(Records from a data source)
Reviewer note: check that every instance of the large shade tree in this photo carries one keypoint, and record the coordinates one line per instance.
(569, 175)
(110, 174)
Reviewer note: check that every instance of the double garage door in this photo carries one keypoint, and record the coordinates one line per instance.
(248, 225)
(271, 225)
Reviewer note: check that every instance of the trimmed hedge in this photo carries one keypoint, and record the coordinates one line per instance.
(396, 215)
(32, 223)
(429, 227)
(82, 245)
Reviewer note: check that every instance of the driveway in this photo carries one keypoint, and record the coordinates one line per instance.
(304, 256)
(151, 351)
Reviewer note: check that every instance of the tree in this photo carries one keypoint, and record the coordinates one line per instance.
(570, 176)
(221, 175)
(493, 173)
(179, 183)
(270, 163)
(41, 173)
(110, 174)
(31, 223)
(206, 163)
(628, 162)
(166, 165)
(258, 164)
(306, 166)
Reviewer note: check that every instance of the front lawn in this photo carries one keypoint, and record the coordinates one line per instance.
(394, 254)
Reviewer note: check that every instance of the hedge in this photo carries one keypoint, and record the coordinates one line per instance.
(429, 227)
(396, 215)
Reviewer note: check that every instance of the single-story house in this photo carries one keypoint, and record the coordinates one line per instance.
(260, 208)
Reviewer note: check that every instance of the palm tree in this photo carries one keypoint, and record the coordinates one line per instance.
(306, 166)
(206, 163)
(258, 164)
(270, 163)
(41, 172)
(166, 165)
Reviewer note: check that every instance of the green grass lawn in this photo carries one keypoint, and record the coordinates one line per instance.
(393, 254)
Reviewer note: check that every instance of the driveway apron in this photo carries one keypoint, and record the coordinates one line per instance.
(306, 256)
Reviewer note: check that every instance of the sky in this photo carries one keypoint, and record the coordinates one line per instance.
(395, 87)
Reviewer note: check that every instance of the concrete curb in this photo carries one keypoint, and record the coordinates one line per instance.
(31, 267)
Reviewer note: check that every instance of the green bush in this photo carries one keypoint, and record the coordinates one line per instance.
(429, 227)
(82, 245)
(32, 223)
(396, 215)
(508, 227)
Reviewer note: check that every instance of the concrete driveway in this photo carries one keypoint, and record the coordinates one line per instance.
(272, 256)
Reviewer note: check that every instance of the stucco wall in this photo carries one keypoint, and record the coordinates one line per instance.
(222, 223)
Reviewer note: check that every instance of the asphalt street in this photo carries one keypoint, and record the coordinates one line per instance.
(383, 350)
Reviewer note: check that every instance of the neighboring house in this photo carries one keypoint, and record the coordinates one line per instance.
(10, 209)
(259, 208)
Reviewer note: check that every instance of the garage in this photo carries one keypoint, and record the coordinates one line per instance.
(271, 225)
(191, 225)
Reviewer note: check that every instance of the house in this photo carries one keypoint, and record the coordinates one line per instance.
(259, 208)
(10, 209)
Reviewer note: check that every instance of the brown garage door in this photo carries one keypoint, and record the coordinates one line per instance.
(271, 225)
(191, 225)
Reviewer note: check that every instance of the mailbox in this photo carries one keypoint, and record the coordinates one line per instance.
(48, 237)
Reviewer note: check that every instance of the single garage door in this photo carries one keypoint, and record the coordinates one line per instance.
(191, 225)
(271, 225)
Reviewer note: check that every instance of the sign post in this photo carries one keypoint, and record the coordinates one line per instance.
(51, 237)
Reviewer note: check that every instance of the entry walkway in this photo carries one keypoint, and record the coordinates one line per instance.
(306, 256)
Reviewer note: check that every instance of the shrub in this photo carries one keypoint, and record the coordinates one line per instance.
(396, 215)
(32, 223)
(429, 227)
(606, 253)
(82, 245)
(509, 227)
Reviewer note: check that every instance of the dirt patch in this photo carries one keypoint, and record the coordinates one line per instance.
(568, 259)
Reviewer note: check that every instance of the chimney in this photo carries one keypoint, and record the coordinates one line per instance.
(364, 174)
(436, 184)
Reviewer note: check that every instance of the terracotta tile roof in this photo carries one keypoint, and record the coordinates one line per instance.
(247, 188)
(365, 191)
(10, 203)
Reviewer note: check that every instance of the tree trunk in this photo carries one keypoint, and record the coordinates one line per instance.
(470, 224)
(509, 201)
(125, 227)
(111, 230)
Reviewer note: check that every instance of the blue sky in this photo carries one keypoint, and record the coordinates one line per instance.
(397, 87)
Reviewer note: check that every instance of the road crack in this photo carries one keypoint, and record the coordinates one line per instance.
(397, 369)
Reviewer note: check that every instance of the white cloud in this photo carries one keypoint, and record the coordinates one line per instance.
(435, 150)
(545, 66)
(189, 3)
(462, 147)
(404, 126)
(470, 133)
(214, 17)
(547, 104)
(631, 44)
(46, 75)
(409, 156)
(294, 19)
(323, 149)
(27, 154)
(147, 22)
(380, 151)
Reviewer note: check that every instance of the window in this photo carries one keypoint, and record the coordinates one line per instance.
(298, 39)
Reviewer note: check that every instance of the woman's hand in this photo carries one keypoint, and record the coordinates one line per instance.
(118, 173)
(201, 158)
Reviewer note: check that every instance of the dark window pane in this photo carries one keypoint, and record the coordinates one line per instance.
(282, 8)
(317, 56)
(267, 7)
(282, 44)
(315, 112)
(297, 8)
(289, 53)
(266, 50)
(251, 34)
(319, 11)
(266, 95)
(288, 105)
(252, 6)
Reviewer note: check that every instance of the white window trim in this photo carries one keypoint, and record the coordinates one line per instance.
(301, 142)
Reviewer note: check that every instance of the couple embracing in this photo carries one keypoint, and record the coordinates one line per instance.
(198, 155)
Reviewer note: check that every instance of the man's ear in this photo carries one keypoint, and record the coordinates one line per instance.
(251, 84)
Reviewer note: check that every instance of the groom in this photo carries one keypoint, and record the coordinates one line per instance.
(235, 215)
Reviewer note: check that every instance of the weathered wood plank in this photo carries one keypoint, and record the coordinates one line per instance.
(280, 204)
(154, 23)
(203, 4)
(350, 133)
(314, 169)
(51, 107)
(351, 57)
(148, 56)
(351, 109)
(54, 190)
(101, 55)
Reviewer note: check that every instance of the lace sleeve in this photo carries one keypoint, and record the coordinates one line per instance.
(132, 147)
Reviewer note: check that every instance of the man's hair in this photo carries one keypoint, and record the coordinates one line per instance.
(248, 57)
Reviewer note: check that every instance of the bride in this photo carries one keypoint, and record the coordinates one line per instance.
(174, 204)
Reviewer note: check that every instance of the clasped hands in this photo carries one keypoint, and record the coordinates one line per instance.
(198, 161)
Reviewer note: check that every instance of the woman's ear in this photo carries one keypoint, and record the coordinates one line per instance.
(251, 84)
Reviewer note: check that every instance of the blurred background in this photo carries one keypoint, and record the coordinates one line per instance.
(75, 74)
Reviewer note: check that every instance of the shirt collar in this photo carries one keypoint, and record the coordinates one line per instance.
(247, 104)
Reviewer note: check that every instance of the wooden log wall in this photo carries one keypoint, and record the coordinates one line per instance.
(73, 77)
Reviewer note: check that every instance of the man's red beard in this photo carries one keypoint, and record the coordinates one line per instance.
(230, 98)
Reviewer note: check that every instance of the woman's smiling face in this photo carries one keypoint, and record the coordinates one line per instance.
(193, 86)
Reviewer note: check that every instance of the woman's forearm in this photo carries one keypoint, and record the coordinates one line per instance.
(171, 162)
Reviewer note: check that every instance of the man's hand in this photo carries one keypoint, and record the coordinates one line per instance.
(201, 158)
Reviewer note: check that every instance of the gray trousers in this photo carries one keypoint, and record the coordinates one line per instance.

#### Task:
Copy out each line exactly.

#### Output of the exercise:
Reviewer note: check that every instance of the large shade tree in this photo carries one keypoint, and record the coordinates one line per instance.
(569, 175)
(110, 174)
Reviewer note: check that every instance of the double garage door in this photo carries one keypoint, and record the coordinates one line per instance.
(248, 225)
(271, 225)
Reviewer note: check that every instance of the trimmed hedge in this photo carries one keypoint, and record the coordinates one line per instance.
(396, 215)
(32, 223)
(429, 227)
(82, 245)
Reviewer note: check that every instance of the driveway in this photo carries one keypoint, and record the coordinates one line per instance.
(304, 256)
(151, 351)
Reviewer note: check that every instance of the tree in this photo carries one keypoint, and record the coordinates one line per instance.
(570, 176)
(221, 175)
(493, 173)
(179, 183)
(270, 163)
(41, 173)
(110, 174)
(31, 223)
(206, 163)
(628, 162)
(166, 165)
(258, 164)
(306, 166)
Reviewer note: check that every instance of the front lawn in this photo carries one keypoint, and record the coordinates one line per instance.
(394, 254)
Reviewer note: check that every instance of the hedge in this photo carries one keypoint, and record the coordinates one line per instance.
(429, 227)
(396, 215)
Reviewer note: check that every instance of the single-story house in this photo carries one keypoint, and record the coordinates one line per instance.
(260, 208)
Reviewer note: check that every instance of the palm tree in this photo carries one keypoint, and record the coordinates one line per instance.
(306, 166)
(206, 163)
(258, 164)
(270, 163)
(41, 172)
(166, 165)
Reviewer note: check that every instance of the green grass lawn in this photo carries one keypoint, and record the coordinates one line per instance.
(393, 254)
Reviewer note: check that every instance of the driveway apron in this photo carries one keypoint, and record the coordinates one line per instance.
(306, 256)
Reviewer note: check that every instance of the sky in this photo carries one keypoint, and record the coordinates one line per instance.
(395, 87)
Reviewer note: check that every instance of the concrete curb in this photo carries one keypoint, and record the coordinates one line per instance.
(31, 267)
Reviewer note: check that every instance of the green bush in this photo carries one keypoint, and record the coordinates one line per instance.
(429, 227)
(82, 245)
(32, 223)
(396, 215)
(508, 227)
Reviewer note: check that every instance of the concrete driveway in this photo carries one keypoint, and record the coordinates one line per instance.
(272, 256)
Reviewer note: check that every instance of the stucco wall in this photo carries one keypoint, and record the coordinates one line per instance.
(222, 223)
Reviewer note: check that every instance of the asphalt street in this photo carries one keypoint, and record the coordinates one line per instance.
(383, 350)
Reviewer note: check that every instance of the neighboring house in this photo carries one keypoint, and record the coordinates one line per instance.
(10, 209)
(259, 208)
Reviewer note: check that every instance of the garage in this photo carries one keypoint, and record the coordinates one line per instance.
(271, 225)
(191, 225)
Reviewer note: check that every instance of the house in this photo carries one keypoint, and record the coordinates one line per instance.
(259, 208)
(10, 209)
Reviewer note: check that every instance of the brown garage door in this photo carries one keypoint, and record the coordinates one line per instance.
(271, 225)
(191, 225)
Reviewer note: check that every instance of the mailbox in this photo carries one keypoint, and record the coordinates one line per instance.
(48, 237)
Reviewer note: check that every instance of the single garage door in this photo carries one keypoint, and record the coordinates one line per instance.
(191, 225)
(271, 225)
Reviewer note: check that every instance of the sign post in this photo carries one keypoint, and record the coordinates one line per instance.
(51, 237)
Reviewer note: check that every instance of the entry walkway in this photo carries one keypoint, and record the coordinates one line per instance.
(306, 256)
Reviewer note: check that every instance of the shrub in this photo carries one keypoint, and record the coordinates one line per instance.
(396, 215)
(32, 223)
(429, 227)
(606, 253)
(82, 245)
(509, 227)
Reviewer note: check that every instance of the dirt patch in this photo carries one keypoint, and record the coordinates one line per instance.
(568, 259)
Reviewer note: check that every instance of the chimney in this photo carries one keypoint, and record the coordinates one line per instance.
(364, 174)
(436, 184)
Reviewer note: check that every instance of the terracotta tile roof in this photo carries one keypoint, and record the coordinates one line per instance.
(247, 188)
(365, 191)
(10, 203)
Reviewer note: check that every instance of the tree trunk in this photo carries one keypoint, and record the coordinates one line per instance.
(470, 224)
(509, 201)
(125, 227)
(111, 230)
Reviewer note: check that every instance of the blue sky in this photo carries one keypoint, and record the coordinates one line per instance.
(397, 87)
Reviewer note: check that every instance of the road crack in this photo carries one keypoint, and record the coordinates one line per instance.
(397, 369)
Reviewer note: check that every instance of the white cloud in this photo carries one keypoint, and record the coordinates one line per instance.
(435, 150)
(545, 66)
(189, 3)
(462, 147)
(404, 126)
(470, 133)
(214, 17)
(547, 104)
(631, 44)
(46, 75)
(409, 156)
(294, 19)
(323, 149)
(27, 154)
(147, 22)
(380, 151)
Reviewer note: check that every instance of the window in this photo carries one keypoint, and record the coordinates one line per instance.
(298, 39)
Reviewer note: check that every instance of the woman's hand in this photo carries one keypoint, and record the coordinates one line per instance.
(118, 173)
(201, 158)
Reviewer note: check that every instance of the dark window pane in this photo carries one keypoint, and record the coordinates one line per instance.
(282, 8)
(317, 56)
(267, 7)
(282, 44)
(315, 112)
(297, 8)
(289, 53)
(266, 50)
(251, 34)
(319, 11)
(266, 95)
(288, 105)
(252, 6)
Reviewer note: check that every instance of the white window trim in this photo carries one keypoint, and record the coordinates one line per instance.
(301, 142)
Reviewer note: check that every instance of the couple embracing in this photo carries one keypoint, and record the coordinates one line per instance.
(198, 155)
Reviewer note: check that every instance of the man's ear in this photo carries one keypoint, and record the coordinates one line per instance.
(251, 84)
Reviewer note: check that every instance of the groom in this photo carries one keypoint, and record the coordinates one line per instance.
(235, 215)
Reviewer note: check that every instance of the weathered wood plank in this photo carries one keypoint, and record the coordinates one line per instance.
(280, 204)
(154, 23)
(203, 4)
(350, 133)
(314, 169)
(51, 107)
(351, 57)
(148, 56)
(351, 109)
(54, 190)
(101, 55)
Reviewer note: check that every instance of the lace sleeve in this photo carries one keypoint, and record the coordinates one line per instance.
(132, 147)
Reviewer note: check that every instance of the man's hair in this photo carries one keypoint, and record the coordinates one line per instance.
(248, 57)
Reviewer note: check that every instance of the bride in this photo carries one keypoint, and record the coordinates one line per instance.
(174, 204)
Reviewer note: check that every instance of the clasped hands in this photo carries one keypoint, and record the coordinates one line per instance.
(198, 161)
Reviewer note: check that every instance of the woman's ear in this photo carries one keypoint, and record the coordinates one line per instance.
(251, 84)
Reviewer note: check that every instance of the blurred background in this photo carries one keypoint, and record the coordinates one line per instance.
(75, 74)
Reviewer note: check that every instance of the shirt collar in this photo carries one keypoint, and record the coordinates one line per instance.
(247, 104)
Reviewer note: check that every instance of the wooden log wall in this photo carries one keypoint, and record the coordinates one line per instance.
(73, 77)
Reviewer note: check that every instance of the man's red beard in this photo carries one keypoint, and record the coordinates one line per instance.
(230, 98)
Reviewer note: check that every instance of the woman's smiling face in this photo carries one keypoint, and record the coordinates one line per instance.
(193, 86)
Reviewer note: check that every instance of the woman's forearm in this photo carries one keypoint, and record the coordinates one line per instance.
(171, 162)
Reviewer note: check that every instance of the man's hand in this photo carries one keypoint, and record the coordinates one line per instance.
(201, 158)
Reviewer note: check that every instance of the gray trousers in this photo carries one keypoint, and record the coordinates one line per instance.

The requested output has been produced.